** Begin THE RECORDS **
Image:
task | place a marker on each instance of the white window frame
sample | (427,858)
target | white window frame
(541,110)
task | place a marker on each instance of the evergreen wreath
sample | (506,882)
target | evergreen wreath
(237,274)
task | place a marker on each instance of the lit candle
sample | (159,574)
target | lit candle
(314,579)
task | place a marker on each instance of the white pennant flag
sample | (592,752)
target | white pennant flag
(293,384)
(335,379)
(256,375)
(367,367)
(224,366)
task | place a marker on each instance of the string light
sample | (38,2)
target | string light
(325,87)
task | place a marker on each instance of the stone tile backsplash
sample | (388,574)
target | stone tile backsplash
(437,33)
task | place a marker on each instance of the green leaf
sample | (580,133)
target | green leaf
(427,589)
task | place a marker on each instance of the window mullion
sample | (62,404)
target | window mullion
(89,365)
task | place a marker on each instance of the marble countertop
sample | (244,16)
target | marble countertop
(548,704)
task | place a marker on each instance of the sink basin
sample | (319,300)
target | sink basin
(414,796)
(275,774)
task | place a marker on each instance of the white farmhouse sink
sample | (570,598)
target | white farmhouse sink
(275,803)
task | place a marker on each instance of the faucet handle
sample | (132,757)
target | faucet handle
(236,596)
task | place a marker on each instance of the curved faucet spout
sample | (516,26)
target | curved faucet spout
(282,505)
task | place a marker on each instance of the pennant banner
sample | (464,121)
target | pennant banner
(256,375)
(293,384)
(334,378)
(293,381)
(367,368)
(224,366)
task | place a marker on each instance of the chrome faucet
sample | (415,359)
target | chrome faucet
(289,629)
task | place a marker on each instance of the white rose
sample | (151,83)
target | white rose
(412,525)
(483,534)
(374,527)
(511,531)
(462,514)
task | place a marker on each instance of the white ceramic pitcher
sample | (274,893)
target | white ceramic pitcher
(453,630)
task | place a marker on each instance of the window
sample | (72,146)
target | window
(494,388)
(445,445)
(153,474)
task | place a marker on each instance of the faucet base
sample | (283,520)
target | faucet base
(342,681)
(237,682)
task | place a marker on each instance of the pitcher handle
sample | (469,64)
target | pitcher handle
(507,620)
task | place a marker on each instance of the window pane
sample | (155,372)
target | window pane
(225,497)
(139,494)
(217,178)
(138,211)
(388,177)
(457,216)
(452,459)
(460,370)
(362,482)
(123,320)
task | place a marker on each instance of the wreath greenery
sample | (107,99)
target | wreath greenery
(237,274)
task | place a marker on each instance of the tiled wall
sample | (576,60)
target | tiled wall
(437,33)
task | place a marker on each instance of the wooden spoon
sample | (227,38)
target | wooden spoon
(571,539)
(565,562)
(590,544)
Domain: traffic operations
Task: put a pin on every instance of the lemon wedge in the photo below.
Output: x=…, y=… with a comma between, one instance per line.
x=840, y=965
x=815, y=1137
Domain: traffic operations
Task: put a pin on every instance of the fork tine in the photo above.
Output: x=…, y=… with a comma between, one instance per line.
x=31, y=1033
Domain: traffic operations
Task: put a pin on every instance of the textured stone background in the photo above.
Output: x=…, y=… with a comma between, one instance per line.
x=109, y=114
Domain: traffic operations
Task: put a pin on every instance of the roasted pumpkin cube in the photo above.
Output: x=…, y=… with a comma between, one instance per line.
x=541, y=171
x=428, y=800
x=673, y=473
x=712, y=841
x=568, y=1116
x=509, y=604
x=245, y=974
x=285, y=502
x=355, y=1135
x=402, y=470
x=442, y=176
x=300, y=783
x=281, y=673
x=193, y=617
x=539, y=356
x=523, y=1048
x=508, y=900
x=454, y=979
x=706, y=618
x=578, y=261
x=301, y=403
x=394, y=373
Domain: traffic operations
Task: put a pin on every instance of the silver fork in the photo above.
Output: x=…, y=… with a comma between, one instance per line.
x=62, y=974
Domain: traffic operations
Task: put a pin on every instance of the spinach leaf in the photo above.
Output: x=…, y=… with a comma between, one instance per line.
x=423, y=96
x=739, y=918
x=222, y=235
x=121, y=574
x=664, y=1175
** End THE RECORDS **
### WHAT THE EXERCISE ASKS
Update the lines starting with the line that contains "the window pane" and going on through the line that contains "x=815, y=1137" so that "wooden spoon" becomes "wooden ladle", leaving everything else unchanged. Return only those lines.

### FINAL RESULT
task | place a marker on each instance of the window pane
sample | (155,372)
target | window pane
(225,497)
(139,494)
(217,178)
(138,211)
(388,177)
(457,216)
(452,459)
(460,370)
(362,482)
(123,320)
task | place a marker on each instance of the wreath greenery
sample | (107,99)
target | wreath greenery
(237,274)
task | place a marker on each instance of the tiled wall
sample | (576,60)
target | tiled wall
(437,33)
task | place a marker on each instance of the wooden ladle
sample | (227,38)
target | wooden ladle
(571,539)
(565,562)
(590,544)
Domain: traffic operations
Task: put a pin on every instance of the lemon wedge in the photo below.
Output: x=…, y=… with a comma between, one instance per line.
x=840, y=965
x=815, y=1137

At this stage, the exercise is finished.